LESETEXT:
....

Karin: Die Hauptinspiration sind die aktuellen Kollektionen der Designer sowie aber auch die Stoffkollektionen.

Kathrin: Ich recherchiere sehr viel im Internet und schaue mir alle wichtigen Modeschauen und Zeitschriften an. Ich lasse mich aber auch sehr oft einfach durch die Stoffe inspirieren.

Was sollte nach eurer Meinung in keinem Kleiderschrank fehlen?

Karin und Kathrin: Das kleine Schwarze aus St. Galler Stickerei von der Manufaktur!

Was sind eure Lieblings-Kleidungsstück?

Kathrin: Mein Hochzeitskleid, das trage ich auch heute noch sehr oft. Es ist ein schlichtes Etuikleid mit einem ganz speziellen Druck und passt einfach zu sehr vielen Anlässen.

Karin: Ich habe verschiedene Lieblingsstücke, die ich eine zeitlang gerne trage.

Was mögt ihr an eurer Arbeit und was nicht?

Kathrin: Ich arbeite sehr gerne von Hand an der Büste – das finde ich enorm schön. Was ich nicht so gerne mache, ist Korrespondenz.

Karin: Ich arbeite gerne mit Kunden aber auch im Atelier. Ich bin mehr der Büromensch und man kann mich an unterschiedlichen Orten einsetzen. Mir gefällt das Unternehmertum, das Selbstständigsein.

Woran arbeiten ihr zurzeit?

Karin: Ich arbeite gerade an ein paar Kundenprojekten und drei Hochzeitskleidern. Dann dürfen wir zusammen mit unserem Partner Scabal das „SwissSkills“-Team und eine grosse Gruppe Austauschschüler einkleiden.

Kathrin: Ich entwerfe momentan die neue Kollektion für Frühling/Sommer 2015. Dann betreue ich ein Projekt an der Universität St. Gallen. Wir statten das Organisations-Komitee von HSG-Talents mit unseren Massanzügen aus.

....

EINGABEDATEN:
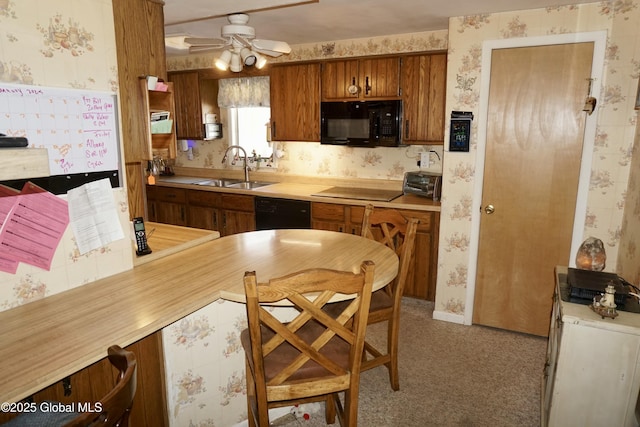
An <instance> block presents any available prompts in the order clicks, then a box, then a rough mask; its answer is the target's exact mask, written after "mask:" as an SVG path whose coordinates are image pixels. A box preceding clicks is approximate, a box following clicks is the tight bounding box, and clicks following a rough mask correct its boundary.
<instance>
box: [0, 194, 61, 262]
mask: <svg viewBox="0 0 640 427" xmlns="http://www.w3.org/2000/svg"><path fill="white" fill-rule="evenodd" d="M39 191H44V190H42V189H40V188H39V187H37V186H35V185H33V184H31V186H29V187H27V186H25V189H24V190H23V194H20V195H19V196H15V199H16V200H15V202H14V203H13V206H12V207H11V210H10V211H8V213H7V214H6V215H7V216H6V218H5V219H4V221H3V222H4V225H3V227H2V232H1V233H0V258H1V259H7V260H13V261H15V262H25V263H27V264H30V265H34V266H36V267H40V268H42V269H45V270H49V269H50V267H51V260H52V259H53V255H54V254H55V251H56V248H57V247H58V244H59V243H60V239H62V235H63V233H64V231H65V230H66V228H67V225H68V224H69V211H68V208H67V202H66V201H65V200H63V199H61V198H59V197H56V196H54V195H53V194H51V193H48V192H39ZM24 192H26V193H27V194H24ZM12 198H14V197H8V198H7V197H3V198H0V204H1V206H0V209H2V210H3V211H4V209H6V208H7V207H8V205H9V203H8V202H7V203H2V200H3V199H12ZM3 267H4V266H3V265H2V263H0V270H3V271H7V270H4V269H3ZM14 273H15V271H14Z"/></svg>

....

AUFGABEN:
**a.** Was sollte laut dem Interview in keinem Kleiderschrank fehlen?
**b.** Gib den Abschnitt aus dem Interview wortgetreu aus, der mit den Worten "Kathrin: Ich arbeite" beginnt und mit "arbeiten ihr zurzeit?" endet.

LÖSUNGEN:
**a.** Das kleine Schwarze aus St. Galler Stickerei von der Manufaktur.

**b.**
Kathrin: Ich arbeite sehr gerne von Hand an der Büste – das finde ich enorm schön. Was ich nicht so gerne mache, ist Korrespondenz.

Karin: Ich arbeite gerne mit Kunden aber auch im Atelier. Ich bin mehr der Büromensch und man kann mich an unterschiedlichen Orten einsetzen. Mir gefällt das Unternehmertum, das Selbstständigsein.

Woran arbeiten ihr zurzeit?